Dietary Treatments

Some of the most effective treatments for Epilepsy, and in particular Doose syndrome, are dietary.  These treatments are medically supervised and typically are paid for by insurance.   This means that they are not considered “alternative” treatments, rather some research has suggested that they are better at treating Doose syndrome than most pharmaceuticals.  There is significant evidence that these should be trialed as first-line treatments.  The classic treatment has been the Ketogenic Diet, however, further research has shown other lower-carb diets are also effective.  It is important to note that when using these diets for epilepsy treatment parents should not attempt to initiate them without the support of a medical team.  Most childhood epilepsy centers have ketogenic diet centers including nutritionists and other support staff who initiate the diet through an inpatient process.  To learn more visit 

Keto (Classic/ Modified) 

The Ketogenic Diet, or Keto for short, is a way of eating that mimics the effects of fasting.  By consuming a diet rich in quality fats, adequate in protein, and low in net carbohydrates (total carbs minus fiber), the body’s metabolism begins to utilize fat as its main source of fuel. This breakdown of fat into useful energy is similar to the process that dietary carbohydrates undergo in producing glucose to fuel the body.  In other words, ketones are to fat what glucose is to carbohydrates.  Ketosis is defined as having blood ketone levels > .5 millimolar/L.

Achieving a state of ketosis can have many benefits from treating chronic illnesses to optimizing both mental and physical performance.  While the benefits are well documented, the underlying mechanism of action is not entirely clear.  The diet seems to enhance the ability of mitochondria, the power plants of our cells, to deliver our bodies’ energy needs in a manner that reduces inflammation and oxidative stress.  Through optimizing the way our body uses energy, we fortify our bodies’ ability to take on the ever-growing stressors of our modern way of living.

YOUR ASSIGNMENT
In the passage on dietary treatments for epilepsy, what blood ketone level defines ketosis?

RECORDED INFORMATION
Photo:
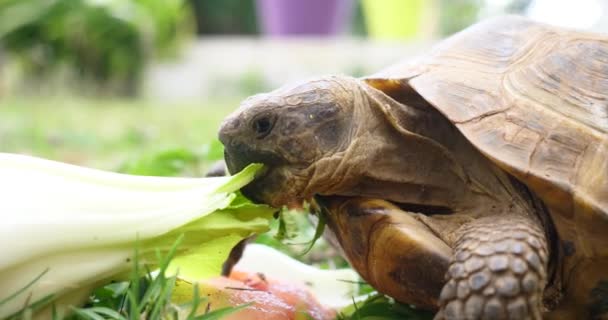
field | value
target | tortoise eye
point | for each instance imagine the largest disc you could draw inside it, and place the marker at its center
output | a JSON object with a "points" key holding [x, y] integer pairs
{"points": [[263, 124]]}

---

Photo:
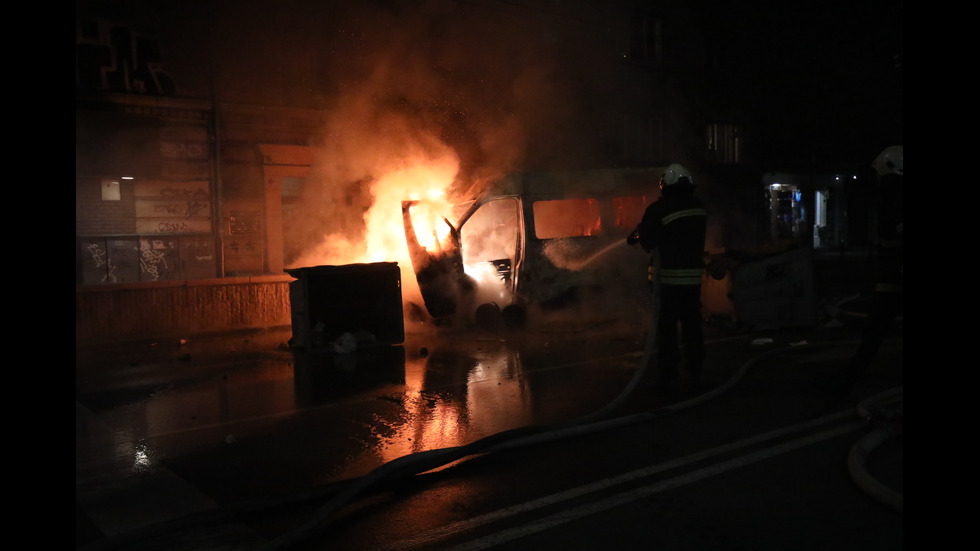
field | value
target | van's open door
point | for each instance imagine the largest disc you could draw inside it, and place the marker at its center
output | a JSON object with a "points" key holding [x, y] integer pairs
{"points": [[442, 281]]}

RESPONSE TO THE TASK
Ketosis is defined as blood ketone levels greater than .5 millimolar/L.